> _EXTRACTED TEXT_:
______
Stand first: There are many alarming statistics concerning liver cancer; especially if you are an Asian man:
For one, nearly 80% of all the cases in the world occur in Asia, and while it is only the fifth most common cancer in the world, it is the second most lethal. Another is that men are four times as likely to get it as women. It is also the number one cause of cancer death among men in their 40s and 50s 20 years earlier than other major cancers like lung cancer and colorectal cancer; often striking men down when they are at the height of their economically productive years and have the most family commitments.
There used to be another scary thing about liver cancer, AKA hepatocellular carcinoma (HCC); for many years there was only one drug to treat advanced HCC. Once that single, first-line therapy was no longer effective, doctors had no second line drug to fall back on.
That was the situation for more than a decade but recently that has changed as advances in immunotherapy and targeted therapies have produced new first and second-line drugs that have significantly improved the prognosis for advanced HCC patients. In the last year several of them have been approved for use in Singapore and other Asian countries.
Dr. Choo Su Pin, the President of Singapore Society of Oncology, and a Senior Medical Oncologist at Mount Elizabeth Novena Hospital in Singapore, was involved in some of the research and trials that led to several of those new therapies being approved.
We recently had an opportunity to ask her about the impact of HCC and what the new therapies mean for patients.
WPT: What is hepatocellular carcinoma and why is life expectancy so low after diagnosis?
______
> _GIVEN DATA_:
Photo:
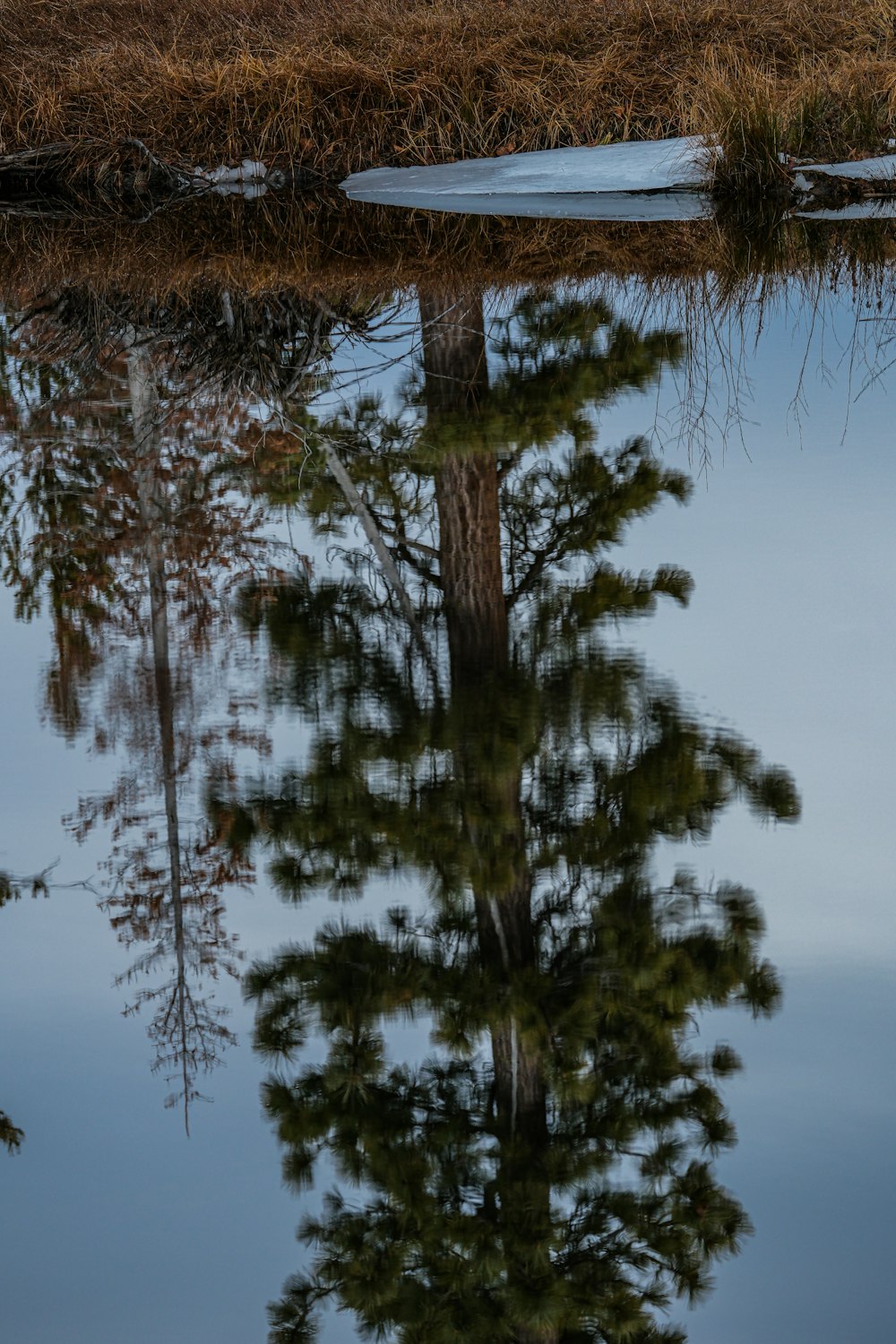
______
> _COMPLETE THE FOLLOWING_:
• A. In the liver cancer text, rewrite the stretch from "There used to" through "therapies being approved." with "HCC" changed to "liver cancer".
• B. According to the liver cancer text, what share of the world's liver cancer cases occur in Asia?

> _TASK ANSWERS_:
• A.
There used to be another scary thing about liver cancer, AKA hepatocellular carcinoma (liver cancer); for many years there was only one drug to treat advanced liver cancer. Once that single, first-line therapy was no longer effective, doctors had no second line drug to fall back on.
That was the situation for more than a decade but recently that has changed as advances in immunotherapy and targeted therapies have produced new first and second-line drugs that have significantly improved the prognosis for advanced liver cancer patients. In the last year several of them have been approved for use in Singapore and other Asian countries.
Dr. Choo Su Pin, the President of Singapore Society of Oncology, and a Senior Medical Oncologist at Mount Elizabeth Novena Hospital in Singapore, was involved in some of the research and trials that led to several of those new therapies being approved.

• B. Nearly 80%